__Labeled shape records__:
* * * *
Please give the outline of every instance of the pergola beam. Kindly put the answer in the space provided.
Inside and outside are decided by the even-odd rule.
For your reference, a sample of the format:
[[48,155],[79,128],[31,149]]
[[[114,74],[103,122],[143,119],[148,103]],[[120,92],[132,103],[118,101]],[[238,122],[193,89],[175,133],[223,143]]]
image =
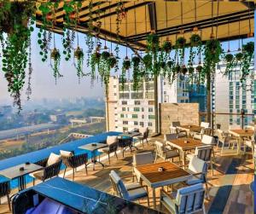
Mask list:
[[[246,20],[248,20],[249,17],[253,19],[254,15],[253,13],[254,12],[252,10],[245,10],[241,12],[233,13],[231,16],[230,14],[225,14],[218,17],[214,17],[214,26],[217,25],[221,26],[221,25],[226,25],[228,23],[230,24],[234,22],[238,22],[239,20],[240,21]],[[160,37],[163,37],[163,36],[176,35],[180,32],[180,29],[183,30],[184,32],[192,32],[194,27],[199,27],[200,29],[208,28],[212,26],[212,18],[203,20],[198,20],[196,23],[193,21],[183,25],[160,29],[157,31],[157,34]],[[148,35],[148,32],[141,33],[136,36],[128,37],[127,40],[130,42],[135,39],[142,41],[142,40],[145,40]]]

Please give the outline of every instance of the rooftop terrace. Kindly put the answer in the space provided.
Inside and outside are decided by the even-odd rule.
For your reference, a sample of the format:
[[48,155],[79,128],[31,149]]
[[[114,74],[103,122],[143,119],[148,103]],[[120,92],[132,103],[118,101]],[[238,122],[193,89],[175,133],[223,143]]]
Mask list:
[[[149,145],[145,146],[145,147],[138,145],[138,150],[136,153],[153,152],[154,150],[153,143],[155,141],[163,141],[163,136],[151,137]],[[131,175],[132,173],[132,154],[134,153],[127,150],[125,152],[124,158],[121,153],[119,153],[118,159],[115,157],[111,157],[111,165],[108,165],[108,159],[103,158],[102,162],[105,164],[105,168],[102,169],[102,166],[96,165],[96,171],[92,171],[92,168],[89,167],[88,175],[86,175],[84,167],[82,169],[79,168],[75,173],[74,182],[113,194],[108,174],[112,170],[114,170],[120,176]],[[154,154],[154,152],[153,153]],[[253,194],[249,187],[253,179],[252,153],[248,153],[245,155],[227,153],[220,156],[219,149],[216,148],[215,155],[213,176],[211,171],[207,174],[210,188],[210,200],[205,199],[207,213],[253,213]],[[158,162],[160,161],[160,159],[158,159]],[[177,158],[174,159],[174,163],[179,164]],[[59,176],[62,176],[61,173]],[[66,176],[67,178],[72,180],[71,171],[68,171],[67,175],[68,175]],[[28,186],[31,186],[31,184]],[[181,183],[177,183],[174,185],[174,188],[179,188],[182,186]],[[153,208],[152,190],[150,188],[148,189],[150,207]],[[13,193],[15,191],[15,189],[12,190]],[[160,200],[159,191],[160,188],[157,188],[157,209],[159,209]],[[140,203],[147,205],[146,200],[140,200]],[[163,210],[163,211],[166,211],[166,210]],[[10,213],[6,203],[0,205],[0,213]]]

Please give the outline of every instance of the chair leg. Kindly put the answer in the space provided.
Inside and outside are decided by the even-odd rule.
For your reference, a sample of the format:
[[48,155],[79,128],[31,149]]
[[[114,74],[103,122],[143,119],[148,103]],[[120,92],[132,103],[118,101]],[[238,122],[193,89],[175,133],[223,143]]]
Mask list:
[[74,171],[75,171],[75,169],[73,168],[73,177],[72,177],[72,180],[73,181],[73,179],[74,179]]
[[65,165],[64,173],[63,173],[63,178],[65,177],[66,170],[67,170],[67,166]]
[[12,208],[11,208],[11,200],[10,200],[10,198],[9,198],[9,195],[7,194],[7,200],[8,200],[8,205],[9,205],[9,210],[11,211],[12,211]]
[[86,163],[84,164],[84,166],[85,166],[85,171],[86,171],[86,176],[88,175],[88,171],[87,171],[87,165]]

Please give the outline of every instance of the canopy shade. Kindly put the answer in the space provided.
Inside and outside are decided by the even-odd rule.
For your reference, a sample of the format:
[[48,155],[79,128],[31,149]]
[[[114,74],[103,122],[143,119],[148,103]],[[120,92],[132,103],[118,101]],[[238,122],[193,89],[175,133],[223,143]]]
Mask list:
[[[125,14],[119,26],[118,39],[116,9],[120,1],[92,1],[90,9],[89,3],[82,1],[79,21],[77,26],[71,27],[88,33],[90,20],[93,20],[94,26],[96,20],[100,21],[100,38],[136,49],[145,49],[146,37],[152,31],[157,32],[161,42],[170,40],[172,43],[179,34],[189,43],[195,27],[199,29],[197,33],[201,34],[203,41],[210,39],[212,32],[215,38],[225,41],[247,38],[254,32],[255,1],[121,1]],[[65,20],[62,7],[63,2],[55,14],[55,24],[49,29],[59,33],[61,33]],[[42,25],[41,18],[38,10],[38,26]]]

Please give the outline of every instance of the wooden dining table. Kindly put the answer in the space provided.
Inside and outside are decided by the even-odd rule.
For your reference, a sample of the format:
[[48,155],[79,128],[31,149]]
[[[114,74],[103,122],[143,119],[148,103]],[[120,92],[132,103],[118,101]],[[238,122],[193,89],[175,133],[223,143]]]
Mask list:
[[253,136],[254,130],[230,130],[229,133],[231,134],[233,136],[237,137],[238,142],[238,149],[237,154],[241,153],[241,147],[243,143],[243,140],[245,137],[252,137]]
[[[163,168],[162,171],[159,171],[160,167]],[[155,188],[185,182],[192,176],[188,171],[169,161],[139,165],[134,168],[134,172],[141,181],[152,188],[154,209]]]
[[205,145],[199,140],[188,137],[172,139],[167,141],[166,144],[180,151],[182,154],[183,165],[186,164],[186,153],[188,150],[195,149],[196,147]]
[[193,132],[201,132],[201,127],[195,124],[184,124],[177,126],[177,129],[181,130],[185,130],[187,132],[187,136],[189,136]]

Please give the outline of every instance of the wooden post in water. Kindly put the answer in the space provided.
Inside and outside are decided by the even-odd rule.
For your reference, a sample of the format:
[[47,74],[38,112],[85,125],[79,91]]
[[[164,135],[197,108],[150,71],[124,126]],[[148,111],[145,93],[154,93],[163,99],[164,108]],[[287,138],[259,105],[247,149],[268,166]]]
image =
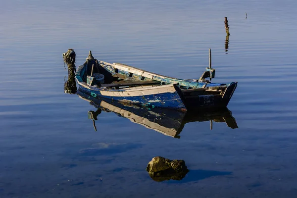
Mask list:
[[91,77],[92,77],[93,76],[93,71],[94,68],[94,64],[93,64],[92,65],[92,71],[91,71]]
[[[208,64],[209,69],[211,69],[211,50],[210,48],[208,49]],[[211,80],[211,72],[209,71],[209,80]]]
[[225,40],[225,51],[226,52],[228,51],[229,48],[229,36],[230,33],[229,31],[229,25],[228,24],[228,20],[227,20],[227,17],[225,17],[225,30],[226,30],[226,40]]

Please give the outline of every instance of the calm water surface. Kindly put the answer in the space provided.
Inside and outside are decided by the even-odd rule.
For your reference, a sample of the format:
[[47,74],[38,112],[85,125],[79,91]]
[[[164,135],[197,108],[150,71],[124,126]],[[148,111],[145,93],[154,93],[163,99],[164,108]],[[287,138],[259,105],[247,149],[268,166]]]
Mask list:
[[[0,197],[280,198],[297,195],[297,1],[39,1],[0,7]],[[246,19],[245,12],[248,17]],[[230,42],[225,51],[224,17]],[[239,128],[186,124],[180,139],[64,93],[62,53],[180,78],[238,81]],[[156,156],[183,159],[156,182]]]

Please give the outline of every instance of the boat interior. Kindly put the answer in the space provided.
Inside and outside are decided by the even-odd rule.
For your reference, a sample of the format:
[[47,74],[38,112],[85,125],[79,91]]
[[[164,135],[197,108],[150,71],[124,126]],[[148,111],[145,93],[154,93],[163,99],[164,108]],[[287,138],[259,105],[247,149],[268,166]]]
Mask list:
[[[145,73],[146,72],[143,70],[120,63],[112,64],[113,71],[111,73],[110,71],[106,69],[106,67],[104,67],[105,65],[100,64],[104,62],[99,61],[100,63],[99,63],[98,61],[96,59],[95,59],[95,61],[96,64],[91,64],[90,63],[92,63],[92,62],[88,63],[88,61],[85,63],[87,65],[86,65],[86,70],[85,76],[83,78],[84,78],[84,81],[86,82],[89,86],[104,88],[105,90],[133,89],[174,84],[178,86],[184,95],[193,96],[193,95],[223,95],[227,87],[226,84],[211,85],[212,84],[205,79],[207,77],[210,78],[211,74],[209,72],[207,71],[203,73],[199,80],[203,84],[202,87],[195,88],[179,85],[178,82],[169,83],[160,80],[153,80],[152,79],[153,76],[151,75],[152,73]],[[111,66],[109,66],[109,68],[111,67]],[[127,70],[127,68],[129,68],[128,71]],[[131,68],[133,69],[131,69]],[[158,75],[155,74],[155,75]],[[163,76],[160,76],[166,78]],[[181,81],[180,79],[176,80]],[[188,80],[188,81],[192,81],[192,82],[197,83],[198,80]],[[195,93],[193,94],[194,92]]]

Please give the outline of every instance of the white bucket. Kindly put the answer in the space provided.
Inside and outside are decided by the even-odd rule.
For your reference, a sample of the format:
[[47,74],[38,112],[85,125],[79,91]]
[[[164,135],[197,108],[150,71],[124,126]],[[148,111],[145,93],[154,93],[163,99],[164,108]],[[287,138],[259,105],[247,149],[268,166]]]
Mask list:
[[93,74],[93,76],[96,79],[97,81],[99,81],[100,84],[104,84],[104,75],[102,74]]

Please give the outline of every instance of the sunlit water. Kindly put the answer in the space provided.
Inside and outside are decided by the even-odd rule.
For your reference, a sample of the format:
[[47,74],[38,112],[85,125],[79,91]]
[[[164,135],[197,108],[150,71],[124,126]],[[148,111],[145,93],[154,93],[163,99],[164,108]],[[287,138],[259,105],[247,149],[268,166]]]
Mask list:
[[[0,197],[296,197],[297,1],[47,1],[1,3]],[[68,48],[77,65],[92,50],[185,79],[211,48],[213,82],[238,82],[228,108],[239,128],[192,122],[175,139],[103,111],[95,132],[96,108],[64,94]],[[190,172],[156,182],[145,170],[156,156]]]

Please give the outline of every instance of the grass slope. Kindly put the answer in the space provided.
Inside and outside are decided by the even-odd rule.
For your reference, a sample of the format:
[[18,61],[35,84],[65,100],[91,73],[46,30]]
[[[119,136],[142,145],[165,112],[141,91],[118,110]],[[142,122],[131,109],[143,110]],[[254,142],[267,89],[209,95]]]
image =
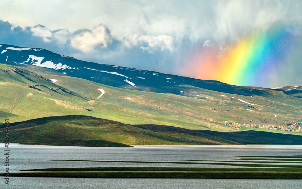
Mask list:
[[[1,125],[0,128],[4,126]],[[10,124],[9,129],[11,142],[26,144],[126,147],[115,143],[128,145],[286,144],[288,141],[291,143],[287,144],[302,144],[302,136],[299,135],[131,125],[79,115],[46,117],[13,123]],[[2,129],[0,133],[4,132]]]
[[[181,95],[156,93],[110,86],[31,66],[26,66],[28,71],[24,67],[0,64],[5,70],[0,74],[0,122],[5,118],[15,122],[46,115],[81,115],[131,125],[235,131],[224,125],[225,122],[278,125],[302,120],[300,99],[273,90],[231,87],[265,93],[251,97],[185,85],[187,92]],[[22,75],[17,73],[21,72]],[[49,80],[52,79],[58,81],[54,83]],[[37,83],[40,85],[30,86]],[[105,92],[98,99],[101,93],[98,89]]]

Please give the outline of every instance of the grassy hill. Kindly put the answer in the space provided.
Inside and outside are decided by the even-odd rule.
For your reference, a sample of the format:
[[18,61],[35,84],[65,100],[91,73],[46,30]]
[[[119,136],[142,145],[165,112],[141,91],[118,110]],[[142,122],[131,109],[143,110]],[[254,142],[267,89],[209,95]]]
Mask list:
[[[4,125],[0,125],[3,128]],[[12,123],[10,142],[24,144],[127,147],[133,145],[302,144],[302,136],[249,131],[217,132],[156,125],[131,125],[79,115]],[[2,129],[0,134],[3,134]]]
[[[282,125],[302,120],[300,99],[273,90],[261,90],[265,96],[250,96],[190,86],[182,95],[156,93],[110,86],[31,66],[27,70],[0,64],[0,122],[5,118],[16,122],[81,115],[131,125],[235,131],[224,125],[226,122]],[[105,94],[98,98],[99,89]]]

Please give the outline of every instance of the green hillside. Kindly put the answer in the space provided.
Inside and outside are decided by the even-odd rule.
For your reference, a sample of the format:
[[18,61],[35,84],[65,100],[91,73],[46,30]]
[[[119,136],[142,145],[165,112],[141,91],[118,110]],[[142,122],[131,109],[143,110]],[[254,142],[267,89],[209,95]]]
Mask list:
[[[0,125],[3,128],[4,125]],[[11,123],[10,142],[24,144],[127,147],[132,145],[302,144],[302,136],[249,131],[219,132],[154,125],[133,125],[79,115]],[[3,134],[2,129],[0,133]],[[243,136],[244,137],[242,137]]]
[[[235,131],[238,130],[225,123],[278,125],[302,120],[300,99],[268,89],[262,88],[265,96],[230,94],[192,86],[188,86],[190,92],[182,95],[156,93],[110,86],[31,66],[28,70],[0,64],[0,122],[5,118],[14,122],[81,115],[127,124]],[[57,81],[53,83],[51,79]],[[105,94],[98,99],[102,93],[99,89]]]

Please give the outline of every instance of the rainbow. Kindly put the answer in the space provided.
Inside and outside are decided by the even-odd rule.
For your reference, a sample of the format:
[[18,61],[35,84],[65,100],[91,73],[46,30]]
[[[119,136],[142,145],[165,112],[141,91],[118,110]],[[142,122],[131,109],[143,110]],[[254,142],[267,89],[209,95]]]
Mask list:
[[285,28],[246,33],[223,46],[202,47],[190,54],[186,74],[240,86],[263,86],[280,72],[286,72],[294,36]]

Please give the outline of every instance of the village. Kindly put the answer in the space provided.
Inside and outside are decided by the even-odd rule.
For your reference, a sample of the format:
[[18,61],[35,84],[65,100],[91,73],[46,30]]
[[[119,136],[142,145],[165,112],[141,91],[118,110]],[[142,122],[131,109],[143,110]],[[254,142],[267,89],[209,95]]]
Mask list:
* * * *
__EXERCISE OBJECTIVE__:
Reproduce the lines word for word, starting at the one holding "Please give the outline of every instance of the rainbow." and ending at the final line of the material above.

__ANSWER__:
Please give the outline of every instance of the rainbow. Kindly put the answer in the space provided.
Inside and outside are decided by the even-odd rule.
For your reference, a sample of the format:
[[18,61],[35,84],[65,100],[91,73],[46,30]]
[[[119,136],[142,145],[165,112],[141,91],[118,110]],[[142,122],[131,109],[143,110]],[[254,142],[267,89],[209,95]]]
Mask list:
[[285,28],[246,33],[223,46],[202,47],[190,54],[186,74],[240,86],[263,86],[280,72],[286,72],[294,36]]

Please give the outline of every instance of the village. Kindly put the answer in the space provided.
Inside and outside are decided by the even-odd rule.
For your reference, a sample of the format:
[[18,61],[35,84],[65,100],[91,73],[46,30]]
[[[119,136],[142,145],[165,112],[141,91],[118,110]],[[142,122],[131,109],[143,110]],[[254,142],[267,89],[209,95]]]
Mask list:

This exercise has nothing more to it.